(Set task):
Transcribe the material in full, exactly as written.

··········

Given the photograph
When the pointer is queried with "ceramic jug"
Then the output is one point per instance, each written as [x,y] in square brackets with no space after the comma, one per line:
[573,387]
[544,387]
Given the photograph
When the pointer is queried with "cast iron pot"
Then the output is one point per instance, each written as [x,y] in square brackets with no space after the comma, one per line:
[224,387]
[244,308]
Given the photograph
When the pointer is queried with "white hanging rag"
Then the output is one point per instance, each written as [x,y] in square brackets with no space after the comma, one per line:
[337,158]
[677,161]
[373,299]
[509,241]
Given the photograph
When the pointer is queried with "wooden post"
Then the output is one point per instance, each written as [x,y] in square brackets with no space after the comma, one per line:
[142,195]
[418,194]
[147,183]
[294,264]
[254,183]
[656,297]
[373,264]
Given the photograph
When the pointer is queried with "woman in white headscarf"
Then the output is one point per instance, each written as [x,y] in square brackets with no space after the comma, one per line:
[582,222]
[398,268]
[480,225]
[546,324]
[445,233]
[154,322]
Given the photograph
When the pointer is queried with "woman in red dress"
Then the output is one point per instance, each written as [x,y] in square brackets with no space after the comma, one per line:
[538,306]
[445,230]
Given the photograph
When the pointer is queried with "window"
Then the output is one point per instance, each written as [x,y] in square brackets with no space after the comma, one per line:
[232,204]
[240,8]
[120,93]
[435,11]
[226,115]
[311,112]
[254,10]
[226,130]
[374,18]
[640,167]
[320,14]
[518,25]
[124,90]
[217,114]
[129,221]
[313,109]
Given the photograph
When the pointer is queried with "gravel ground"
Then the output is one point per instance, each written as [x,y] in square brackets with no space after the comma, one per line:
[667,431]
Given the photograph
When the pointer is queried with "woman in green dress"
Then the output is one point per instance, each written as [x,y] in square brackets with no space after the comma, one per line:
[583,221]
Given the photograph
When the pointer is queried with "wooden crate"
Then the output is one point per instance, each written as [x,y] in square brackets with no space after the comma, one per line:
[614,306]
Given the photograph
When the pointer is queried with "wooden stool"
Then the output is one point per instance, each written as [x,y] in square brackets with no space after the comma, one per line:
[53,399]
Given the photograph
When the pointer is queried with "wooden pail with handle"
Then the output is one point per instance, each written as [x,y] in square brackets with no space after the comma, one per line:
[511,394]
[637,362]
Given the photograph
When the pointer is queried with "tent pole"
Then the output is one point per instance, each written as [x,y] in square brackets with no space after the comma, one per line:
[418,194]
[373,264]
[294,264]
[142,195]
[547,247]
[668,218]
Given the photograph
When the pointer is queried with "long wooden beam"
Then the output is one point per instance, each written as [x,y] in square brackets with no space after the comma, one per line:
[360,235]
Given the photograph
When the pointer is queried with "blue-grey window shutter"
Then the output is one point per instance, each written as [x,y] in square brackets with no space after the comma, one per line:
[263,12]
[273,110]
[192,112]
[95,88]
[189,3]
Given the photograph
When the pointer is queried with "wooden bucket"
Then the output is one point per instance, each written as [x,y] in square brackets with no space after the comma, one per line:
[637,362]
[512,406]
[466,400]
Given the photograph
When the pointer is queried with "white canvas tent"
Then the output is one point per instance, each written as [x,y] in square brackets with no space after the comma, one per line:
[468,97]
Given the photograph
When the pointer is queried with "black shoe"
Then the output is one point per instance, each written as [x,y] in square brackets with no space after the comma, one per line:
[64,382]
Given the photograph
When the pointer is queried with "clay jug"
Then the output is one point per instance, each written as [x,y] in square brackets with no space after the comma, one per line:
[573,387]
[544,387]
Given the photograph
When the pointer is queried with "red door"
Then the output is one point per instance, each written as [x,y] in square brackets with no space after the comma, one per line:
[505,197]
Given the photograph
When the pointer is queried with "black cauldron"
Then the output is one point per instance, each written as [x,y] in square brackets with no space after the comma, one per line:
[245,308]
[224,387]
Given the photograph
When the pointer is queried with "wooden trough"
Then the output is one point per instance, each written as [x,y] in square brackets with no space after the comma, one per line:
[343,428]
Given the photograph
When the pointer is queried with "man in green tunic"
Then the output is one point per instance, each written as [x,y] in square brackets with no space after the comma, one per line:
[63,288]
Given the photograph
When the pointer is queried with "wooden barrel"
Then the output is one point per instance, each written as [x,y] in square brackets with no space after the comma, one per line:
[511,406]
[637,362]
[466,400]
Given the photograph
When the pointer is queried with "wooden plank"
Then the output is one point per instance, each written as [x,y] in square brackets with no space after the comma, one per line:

··········

(Result for this task):
Given the photograph
When the pointer is queried with "ceramic jug"
Then the output is one point per instance, each written as [x,y] in square brackets with no space after the comma, one per line:
[573,387]
[544,387]
Given the photograph
When the pointer is queried with "cast iron pot"
Then the output is one point per instance, each written as [x,y] in square brackets with no space after the comma, one per line:
[224,387]
[244,308]
Given the photograph
When the pointer is queried with "white hanging rag"
Then the output is one point per instance, each written as [x,y] in square brackets with no space after the comma, one per line:
[337,158]
[677,161]
[373,299]
[509,241]
Given the photograph
When the pointer is queried with "wooden post"
Then the output is one point per instance, each written as [x,y] in square brackets with no space after the comma, one per line:
[142,195]
[418,194]
[147,183]
[294,264]
[254,183]
[656,297]
[373,264]
Given the photograph
When the pointer is queried with "woman in white headscarf"
Then the output is one point per instance, each written as [x,y] in square brackets with no space after the comma, one per line:
[582,222]
[398,268]
[480,225]
[546,324]
[445,233]
[154,322]
Given the photograph
When the pointer is queried with "woman in red dress"
Then the output is one point per instance, each written as [x,y] in square brackets with no space after the comma, one per line:
[538,306]
[445,230]
Given the photograph
When the pointer is queried with "window"
Then the output is one point per instance, each written as [x,y] in square brackets with no space after the comma, one per line:
[232,204]
[240,8]
[120,93]
[435,11]
[226,115]
[311,112]
[254,10]
[226,130]
[374,18]
[640,167]
[320,14]
[518,25]
[124,90]
[217,114]
[129,221]
[313,109]
Given the photograph
When the pointer is queried with "gravel ground"
Then the output is one point per instance, each written as [x,y] in square brackets with no space after the comma, one per line:
[667,431]
Given the photograph
When the pointer is queried with "woman in green dress"
Then the output is one point per instance, each written as [x,y] in square brackets with no space after the comma, one per line:
[583,221]
Given the photograph
When the pointer is queried with "wooden crate"
Then the output is one point per instance, each written as [x,y] in square brackets with no space after the comma, one per line:
[614,306]
Given the photograph
When the pointer is queried with "wooden stool"
Then the output is one point per instance, each written as [x,y] in square brackets with no space after the comma, one per line:
[53,399]
Given the photograph
When the pointer is queried with "wooden pail with handle"
Then the output is one point per instance, each written as [x,y] in square brackets with no space after the comma, one per line:
[511,394]
[637,362]
Given the photograph
When the pointer is queried with "tent pole"
Then the output is one point per instance, each written as [x,y] in square brackets with no space after the comma, one per line:
[418,194]
[373,264]
[294,264]
[142,195]
[547,247]
[668,218]
Given the photograph
When the pointer is queried with "long wooden beam"
Then the output is one point per instance, each written as [x,y] in square brackets with no space after the comma, one per line:
[360,235]
Given the photograph
When the pointer is queried with "blue-grey window shutter"
Then the output is one point per instance, each written as [x,y] in square brackets with no space after the comma, one per line:
[263,12]
[273,110]
[192,112]
[95,88]
[189,3]
Given the photograph
When the pointer is queried with "wooden bucket"
Then the output is one point per instance, each written as [x,y] in square brackets with no space after the comma, one per line:
[637,362]
[512,406]
[466,400]
Given the photograph
When the pointer is queried with "white canvas tent"
Then the output is one point per instance, each written as [x,y] in square brackets with no space after the comma, one per line:
[468,97]
Given the photograph
When the pointer is queried with "black shoe"
Then the output is one point per instance, each written as [x,y] in square brackets with no space after the comma, one per line:
[64,382]
Given the photograph
When the pointer is queried with "clay jug"
Then the output is one point per instance, each written as [x,y] in square brackets with no space after the comma, one per line:
[573,387]
[544,387]
Given the photograph
When the pointer is queried with "red door"
Then the output is one point per instance, each written as [x,y] in square brackets with no space after the comma, one per line:
[505,197]
Given the photograph
When the pointer is queried with "black cauldron"
Then the output is one point per instance, each written as [x,y] in square brackets with no space after the comma, one per line:
[245,308]
[224,387]
Given the photograph
When the pointer is queried with "wooden trough"
Then the output is one point per instance, each written as [x,y] in square brackets with no space after the comma, one per line:
[343,428]
Given the photograph
When the pointer is queried with "man in green tunic"
Then the output is one point per instance, each written as [x,y] in square brackets with no space after the comma, one per line:
[63,288]
Given the photograph
When the pointer is queried with "wooden barrel"
Then the output is one point per instance, each written as [x,y] in square brackets with no space after the comma, one per line:
[511,406]
[637,362]
[466,400]
Given the photograph
When the pointer is queried with "wooden plank"
Then the output is one point per instance, each written as [x,y] in square brackets with no space after the comma, one per line:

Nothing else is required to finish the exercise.